Objectif a: Quelles lignes des enregistrements contiennent la chaîne « every » ? Affichez-les toutes en respectant la casse.

Aborder avec de jeunes élèves des séquences historiques telles que la colonisation, l’esclavage ou la Shoah peut s’avérer complexe pour des PE, peu formés à cet enseignement de sujets sensibles et à forts enjeux citoyens.
Depuis le milieu du 20e siècle, l’enseignement de l’histoire hexagonale, basé jusque-là sur un récit chronologique et souvent hagiographique ainsi que sur une absence de mise en perspectives, a peu à peu cédé la place à une nouvelle conception, plus globale et plus dynamique. Un changement de paradigme qui fait émerger aujourd’hui des problématiques éducatives inédites pour les PE chargés d’aborder certaines séquences historiques telles que l’esclavage, la colonisation et la Shoah. Conscient•es des enjeux de compréhension du monde que représentent ces sujets dans le cadre de la transmission des mémoires et de l’éducation à la lutte contre le racisme et l’antisémitisme, les enseignant•es du primaire ne dissimulent pas leur malaise au moment d’aborder ces thématiques devant leurs élèves. Ils et elles se savent insuffisamment formé•es d’un point de vue académique et didactique à cet enseignement mais aussi à la gestion de débats en classe. Les PE sont, en outre, peu accompagnés par l’institution scolaire, qui donne elle-même l’impression d’hésiter sur la manière dont doivent être traités ces chapitres sensibles de l’histoire de France. Pour preuve, les incessantes modifications – sept fois depuis 1980 – introduites dans les programmes scolaires et un certain manque de développement des prescriptions les plus récentes. D’après Marie-Albane de Suremain, maîtresse de conférences en histoire, en matière de colonisation par exemple, « il convient de ne pas dépendre de documents de propagande coloniale mais de proposer photographies ou récits colorisés, disponibles dans les manuels à démarche critique »

Objectif b: Restituez en entier l'extrait sur l'enseignement des sujets historiques sensibles à l'école primaire, sans rien y modifier.

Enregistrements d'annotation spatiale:
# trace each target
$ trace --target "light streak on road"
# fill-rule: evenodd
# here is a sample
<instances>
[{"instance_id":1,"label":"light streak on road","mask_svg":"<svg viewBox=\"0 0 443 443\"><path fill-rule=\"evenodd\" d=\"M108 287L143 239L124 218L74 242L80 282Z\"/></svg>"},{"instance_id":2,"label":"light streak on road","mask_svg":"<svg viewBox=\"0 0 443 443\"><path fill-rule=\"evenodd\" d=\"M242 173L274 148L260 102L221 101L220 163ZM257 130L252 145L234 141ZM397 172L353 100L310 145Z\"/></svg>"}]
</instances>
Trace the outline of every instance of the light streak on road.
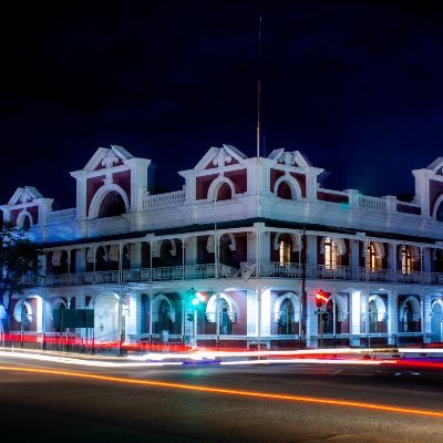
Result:
<instances>
[{"instance_id":1,"label":"light streak on road","mask_svg":"<svg viewBox=\"0 0 443 443\"><path fill-rule=\"evenodd\" d=\"M135 384L135 385L178 389L178 390L224 394L224 395L231 395L231 396L249 396L249 398L257 398L257 399L265 399L265 400L285 400L285 401L291 401L291 402L305 402L305 403L324 404L324 405L332 405L332 406L356 408L356 409L373 410L373 411L380 411L380 412L391 412L391 413L421 415L421 416L427 416L427 418L433 416L433 418L443 419L443 412L440 412L440 411L427 411L427 410L413 409L413 408L391 406L391 405L384 405L384 404L364 403L364 402L356 402L356 401L347 401L347 400L320 399L320 398L313 398L313 396L289 395L289 394L278 394L278 393L257 392L257 391L244 391L244 390L236 390L236 389L203 387L203 385L193 385L193 384L184 384L184 383L169 383L169 382L152 381L152 380L136 380L136 379L126 379L126 378L121 378L121 377L109 377L109 375L97 375L97 374L79 373L79 372L56 371L56 370L50 370L50 369L33 369L33 368L0 365L0 370L9 371L9 372L14 371L14 372L37 373L37 374L43 374L43 375L72 377L72 378L78 378L78 379L106 381L106 382L114 382L114 383L122 383L122 384Z\"/></svg>"},{"instance_id":2,"label":"light streak on road","mask_svg":"<svg viewBox=\"0 0 443 443\"><path fill-rule=\"evenodd\" d=\"M220 364L361 364L361 365L378 365L388 362L388 360L332 360L332 359L267 359L267 360L235 360L222 361ZM389 360L389 362L392 362Z\"/></svg>"},{"instance_id":3,"label":"light streak on road","mask_svg":"<svg viewBox=\"0 0 443 443\"><path fill-rule=\"evenodd\" d=\"M83 367L95 367L95 368L146 368L146 367L165 367L165 365L181 365L182 361L162 361L162 362L143 362L143 363L134 363L134 362L114 362L114 361L97 361L90 359L73 359L69 357L59 357L59 356L45 356L41 353L25 353L25 352L4 352L0 351L0 357L13 357L17 359L27 359L27 360L39 360L47 361L52 363L63 363L63 364L75 364Z\"/></svg>"},{"instance_id":4,"label":"light streak on road","mask_svg":"<svg viewBox=\"0 0 443 443\"><path fill-rule=\"evenodd\" d=\"M155 361L155 362L132 362L132 361L97 361L92 359L74 359L63 356L48 356L40 353L27 353L27 352L4 352L0 351L0 357L13 357L19 359L28 359L28 360L38 360L38 361L47 361L52 363L61 363L61 364L75 364L75 365L84 365L90 368L161 368L167 365L184 365L195 363L206 363L206 364L224 364L224 365L254 365L254 364L359 364L359 365L378 365L384 362L395 362L392 360L357 360L357 359L326 359L326 358L286 358L286 359L266 359L266 360L231 360L231 361L220 361L216 359L207 360L202 358L198 359L189 359L188 356L183 354L166 354L163 356L163 359L179 359L179 361ZM156 356L157 358L162 358L162 356ZM241 356L244 357L244 356ZM262 356L261 356L262 357Z\"/></svg>"}]
</instances>

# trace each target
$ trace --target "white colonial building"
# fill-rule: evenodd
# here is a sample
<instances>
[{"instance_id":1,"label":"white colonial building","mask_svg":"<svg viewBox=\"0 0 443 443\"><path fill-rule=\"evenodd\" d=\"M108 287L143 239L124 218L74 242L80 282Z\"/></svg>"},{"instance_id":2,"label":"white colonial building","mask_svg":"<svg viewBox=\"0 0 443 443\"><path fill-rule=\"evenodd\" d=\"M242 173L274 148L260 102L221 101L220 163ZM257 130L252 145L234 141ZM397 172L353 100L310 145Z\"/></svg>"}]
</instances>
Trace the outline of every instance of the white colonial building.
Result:
<instances>
[{"instance_id":1,"label":"white colonial building","mask_svg":"<svg viewBox=\"0 0 443 443\"><path fill-rule=\"evenodd\" d=\"M74 208L30 186L0 207L44 251L13 330L50 334L54 309L90 309L93 328L71 334L188 342L198 291L199 346L442 341L443 158L413 171L412 203L327 189L298 151L212 147L182 190L155 195L150 164L100 147L71 173Z\"/></svg>"}]
</instances>

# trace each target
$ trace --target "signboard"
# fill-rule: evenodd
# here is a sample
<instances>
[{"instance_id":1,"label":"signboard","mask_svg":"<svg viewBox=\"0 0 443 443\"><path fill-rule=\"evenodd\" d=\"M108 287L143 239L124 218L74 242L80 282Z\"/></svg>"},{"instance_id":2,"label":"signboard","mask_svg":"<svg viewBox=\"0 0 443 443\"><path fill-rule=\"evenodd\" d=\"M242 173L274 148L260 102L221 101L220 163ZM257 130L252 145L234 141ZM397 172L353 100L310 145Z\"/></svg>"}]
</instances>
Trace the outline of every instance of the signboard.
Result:
<instances>
[{"instance_id":1,"label":"signboard","mask_svg":"<svg viewBox=\"0 0 443 443\"><path fill-rule=\"evenodd\" d=\"M54 309L52 318L54 329L94 327L93 309Z\"/></svg>"}]
</instances>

Réponse attendue a:
Trace the outline of every instance of the light streak on road.
Trace the outline of every instance of the white colonial building.
Trace the outline of every instance of the signboard.

Réponse attendue b:
Aborder avec de jeunes élèves des séquences historiques telles que la colonisation, l’esclavage ou la Shoah peut s’avérer complexe pour des PE, peu formés à cet enseignement de sujets sensibles et à forts enjeux citoyens.
Depuis le milieu du 20e siècle, l’enseignement de l’histoire hexagonale, basé jusque-là sur un récit chronologique et souvent hagiographique ainsi que sur une absence de mise en perspectives, a peu à peu cédé la place à une nouvelle conception, plus globale et plus dynamique. Un changement de paradigme qui fait émerger aujourd’hui des problématiques éducatives inédites pour les PE chargés d’aborder certaines séquences historiques telles que l’esclavage, la colonisation et la Shoah. Conscient•es des enjeux de compréhension du monde que représentent ces sujets dans le cadre de la transmission des mémoires et de l’éducation à la lutte contre le racisme et l’antisémitisme, les enseignant•es du primaire ne dissimulent pas leur malaise au moment d’aborder ces thématiques devant leurs élèves. Ils et elles se savent insuffisamment formé•es d’un point de vue académique et didactique à cet enseignement mais aussi à la gestion de débats en classe. Les PE sont, en outre, peu accompagnés par l’institution scolaire, qui donne elle-même l’impression d’hésiter sur la manière dont doivent être traités ces chapitres sensibles de l’histoire de France. Pour preuve, les incessantes modifications – sept fois depuis 1980 – introduites dans les programmes scolaires et un certain manque de développement des prescriptions les plus récentes. D’après Marie-Albane de Suremain, maîtresse de conférences en histoire, en matière de colonisation par exemple, « il convient de ne pas dépendre de documents de propagande coloniale mais de proposer photographies ou récits colorisés, disponibles dans les manuels à démarche critique »